*** TASK MATERIAL Section Begins ***
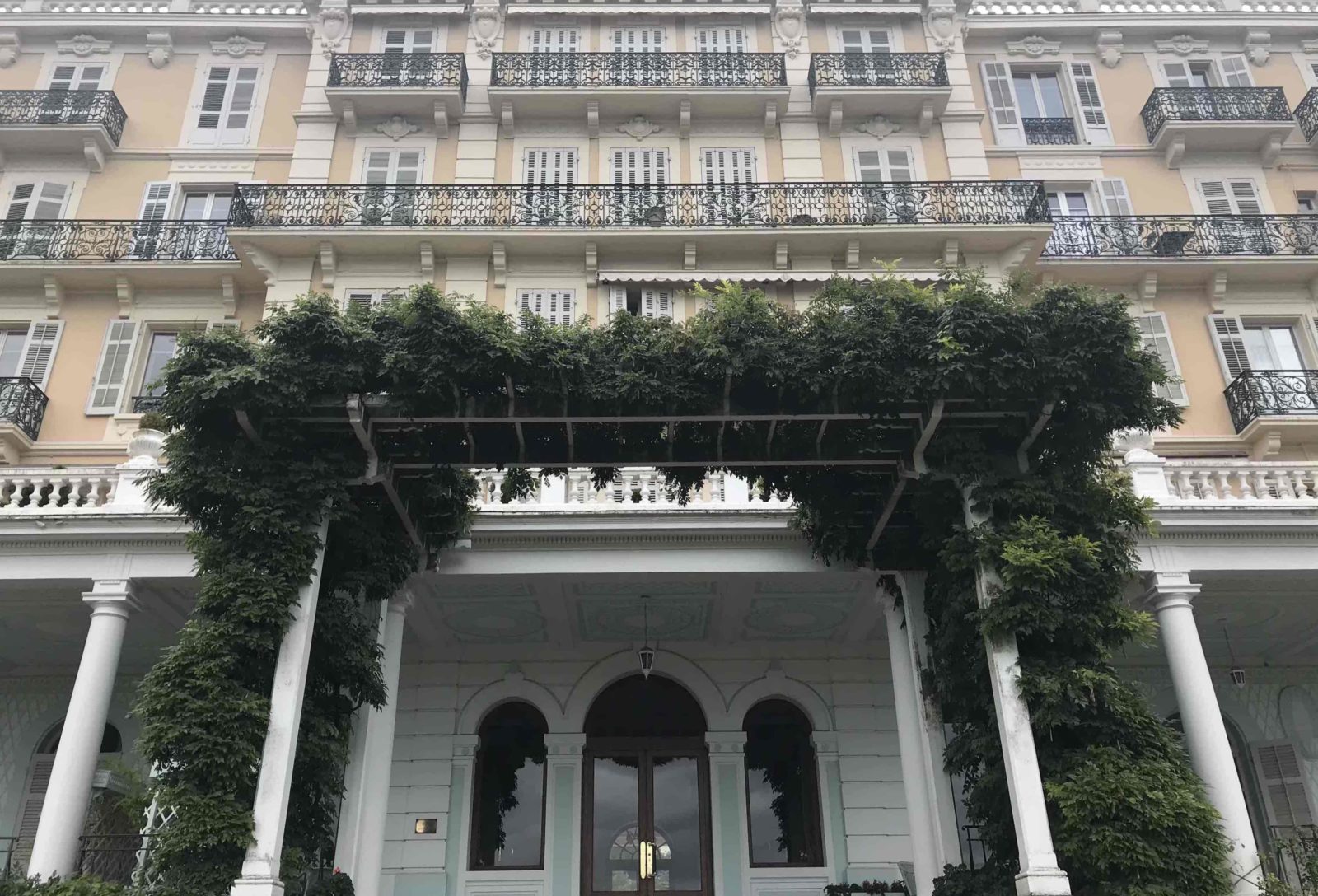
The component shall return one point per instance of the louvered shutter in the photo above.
(39, 353)
(1157, 339)
(1089, 102)
(112, 368)
(1229, 339)
(1115, 199)
(1002, 105)
(1283, 779)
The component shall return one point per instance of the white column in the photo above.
(380, 757)
(260, 875)
(1039, 873)
(1201, 718)
(65, 808)
(906, 693)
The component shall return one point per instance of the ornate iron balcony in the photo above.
(1183, 236)
(1271, 393)
(638, 70)
(65, 107)
(414, 70)
(1306, 114)
(630, 206)
(131, 240)
(1213, 105)
(23, 404)
(1049, 132)
(878, 70)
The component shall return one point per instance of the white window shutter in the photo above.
(39, 353)
(1002, 105)
(1157, 339)
(1283, 777)
(1089, 102)
(1229, 339)
(1115, 199)
(107, 388)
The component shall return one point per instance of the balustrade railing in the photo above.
(638, 70)
(125, 240)
(876, 70)
(674, 206)
(1183, 236)
(23, 405)
(1049, 132)
(1213, 105)
(1272, 393)
(1306, 114)
(65, 107)
(399, 70)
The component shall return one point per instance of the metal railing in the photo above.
(23, 405)
(1213, 105)
(65, 107)
(1271, 393)
(399, 70)
(638, 70)
(124, 240)
(876, 70)
(1306, 114)
(1183, 236)
(1049, 132)
(674, 206)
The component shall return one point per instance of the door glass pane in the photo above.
(676, 810)
(617, 825)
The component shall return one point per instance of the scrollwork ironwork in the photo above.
(65, 107)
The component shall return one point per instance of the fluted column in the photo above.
(65, 808)
(1201, 718)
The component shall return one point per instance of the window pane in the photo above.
(782, 787)
(511, 788)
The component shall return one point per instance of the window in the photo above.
(228, 100)
(782, 787)
(507, 810)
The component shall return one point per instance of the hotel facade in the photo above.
(180, 165)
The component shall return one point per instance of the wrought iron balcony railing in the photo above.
(638, 70)
(1271, 393)
(131, 240)
(1049, 132)
(1183, 236)
(878, 70)
(414, 70)
(626, 206)
(65, 107)
(1306, 114)
(23, 404)
(1213, 105)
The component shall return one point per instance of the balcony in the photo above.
(58, 123)
(619, 86)
(23, 405)
(865, 85)
(819, 217)
(1181, 120)
(426, 86)
(1049, 132)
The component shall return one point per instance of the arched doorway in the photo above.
(646, 820)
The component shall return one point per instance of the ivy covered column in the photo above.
(1039, 871)
(1205, 735)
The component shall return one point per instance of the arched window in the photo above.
(782, 787)
(507, 812)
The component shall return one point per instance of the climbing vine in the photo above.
(255, 478)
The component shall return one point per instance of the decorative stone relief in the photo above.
(639, 127)
(878, 127)
(397, 127)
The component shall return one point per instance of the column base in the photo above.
(1045, 882)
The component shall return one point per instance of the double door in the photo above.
(647, 820)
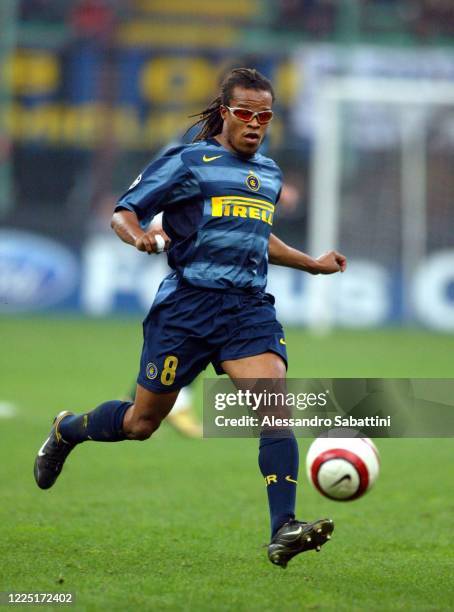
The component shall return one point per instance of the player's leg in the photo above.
(278, 461)
(182, 417)
(278, 451)
(112, 421)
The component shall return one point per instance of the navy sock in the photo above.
(103, 424)
(278, 461)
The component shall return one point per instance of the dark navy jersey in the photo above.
(218, 211)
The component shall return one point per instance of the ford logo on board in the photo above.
(35, 272)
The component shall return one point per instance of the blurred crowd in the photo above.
(423, 19)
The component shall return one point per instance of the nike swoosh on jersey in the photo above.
(207, 159)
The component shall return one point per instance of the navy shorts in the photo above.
(187, 328)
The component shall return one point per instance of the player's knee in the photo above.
(143, 429)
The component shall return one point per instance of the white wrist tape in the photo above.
(160, 243)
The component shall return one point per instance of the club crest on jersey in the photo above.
(252, 181)
(151, 371)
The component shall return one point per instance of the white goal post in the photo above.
(411, 98)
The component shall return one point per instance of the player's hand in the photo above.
(331, 262)
(153, 241)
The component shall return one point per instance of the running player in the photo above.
(218, 196)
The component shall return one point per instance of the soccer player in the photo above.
(218, 196)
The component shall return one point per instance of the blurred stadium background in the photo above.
(364, 132)
(90, 90)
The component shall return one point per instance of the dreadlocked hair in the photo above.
(210, 118)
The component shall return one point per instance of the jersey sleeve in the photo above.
(156, 187)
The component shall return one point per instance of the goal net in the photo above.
(382, 192)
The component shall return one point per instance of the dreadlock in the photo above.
(210, 117)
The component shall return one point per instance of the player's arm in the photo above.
(127, 227)
(281, 254)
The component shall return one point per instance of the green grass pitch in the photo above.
(178, 524)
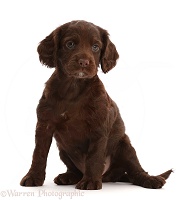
*** TASK MATERIAL Section Ends ***
Pictures aside, every entry above must be repeated exactly.

REPLY
The component shall return one point per instance of the louvered shutter in the photo above.
(39, 353)
(1157, 339)
(1089, 102)
(112, 368)
(1229, 339)
(1115, 199)
(1002, 105)
(1283, 779)
The component shall return one point per instance of the white column in the photo above.
(380, 757)
(260, 875)
(1039, 873)
(1201, 718)
(65, 808)
(906, 693)
The component shall return one point per instance of the ornate iron balcony in the photo above.
(1183, 236)
(1271, 393)
(638, 70)
(65, 107)
(414, 70)
(1306, 114)
(630, 206)
(131, 240)
(1213, 105)
(23, 404)
(1049, 132)
(878, 70)
The component shall return one point per instance of the white window shutter in the photo above.
(39, 353)
(1002, 105)
(1157, 339)
(1283, 777)
(1089, 102)
(1229, 339)
(1115, 199)
(107, 388)
The component shall return one point per instance of the balustrade railing in the photo above.
(638, 70)
(125, 240)
(876, 70)
(674, 206)
(1183, 236)
(23, 405)
(1049, 132)
(1213, 105)
(1272, 393)
(1306, 114)
(65, 107)
(399, 70)
The component shall return one point per instance of the metal railing in the photo above.
(23, 405)
(1213, 105)
(65, 107)
(1271, 393)
(399, 70)
(638, 70)
(124, 240)
(876, 70)
(1306, 114)
(1183, 236)
(1049, 132)
(674, 206)
The component shall return one point per instance of the door glass pane in the photo above.
(676, 810)
(617, 825)
The component shall return one point per instance of the scrollwork ironwork in the photo above.
(65, 107)
The component shall return one point per instance of the fluted column in the photo above.
(65, 808)
(1201, 718)
The component shall return one point per instance of the window pane in the photo above.
(782, 787)
(511, 788)
The component shall return one point per instance of the window in the photo above.
(228, 100)
(782, 787)
(507, 810)
The component shall return one point per instance of the hotel facade in the photo above.
(180, 165)
The component shall return one point per instance of the wrought iron balcony railing in the photo above.
(638, 70)
(1271, 393)
(131, 240)
(1049, 132)
(1183, 236)
(878, 70)
(414, 70)
(626, 206)
(65, 107)
(1306, 114)
(23, 404)
(1213, 105)
The component shall return one point per instance of the balcony in the photo above.
(58, 123)
(619, 86)
(23, 405)
(865, 85)
(819, 217)
(1181, 120)
(426, 86)
(1049, 132)
The component shall return one point per instance of the arched doorway in the photo above.
(646, 820)
The component shall return one point per instance of the ivy covered column in the photo above.
(1039, 871)
(1205, 735)
The component shall return one point per instance of the arched window in the photo above.
(782, 787)
(507, 812)
The component shall return one point per instance of the climbing vine in the photo above.
(255, 478)
The component shall return one point per instance of the decorative stone relief in the photo above.
(639, 127)
(878, 127)
(397, 127)
The component shall return one point per instance of the column base in the photo above.
(1045, 882)
The component shall return one point per instance of the double door in the photo above.
(647, 820)
The component shall return one point per instance of the player's leg in the photo above.
(278, 461)
(182, 417)
(278, 451)
(112, 421)
The component shall return one point per instance of the navy sock in the photo above.
(103, 424)
(278, 461)
The component shall return one point per instance of the dark navy jersey in the photo above.
(218, 211)
The component shall return one point per instance of the ford logo on board in the photo above.
(35, 272)
The component shall return one point per instance of the blurred crowd in the photo above.
(423, 19)
The component shall return one point per instance of the nike swoosh on jersey in the photo above.
(207, 159)
The component shall return one point per instance of the navy shorts in the photo above.
(187, 328)
The component shall return one point per instance of the player's knee in the photo above.
(143, 429)
The component shall return one point per instance of the white wrist tape in the photo above.
(160, 243)
The component shall return one point per instance of the club crest on jersey in the photo above.
(252, 181)
(151, 371)
The component shall return one point per instance of the white goal post in the photo above.
(411, 98)
The component shall return one point per instance of the player's hand in the photo above.
(331, 262)
(153, 241)
The component shall return one point per instance of the running player in the photo above.
(218, 196)
The component shall return one point per instance of the soccer player in the photo above.
(218, 196)
The component shall return one point per instance of the blurred stadium background in the photo above.
(364, 132)
(90, 90)
The component shall return one point per instance of the dreadlocked hair in the photo above.
(210, 118)
The component shall return one point per instance of the jersey sleeve in the photo above.
(156, 187)
The component shall return one point per instance of the goal net in the photo above.
(382, 192)
The component shall return one point per instance of the dreadlock in the photo above.
(210, 117)
The component shall return one point per instance of the player's arm in the photo above.
(127, 227)
(281, 254)
The component shall return one point per instance of the green grass pitch in the photo above.
(178, 524)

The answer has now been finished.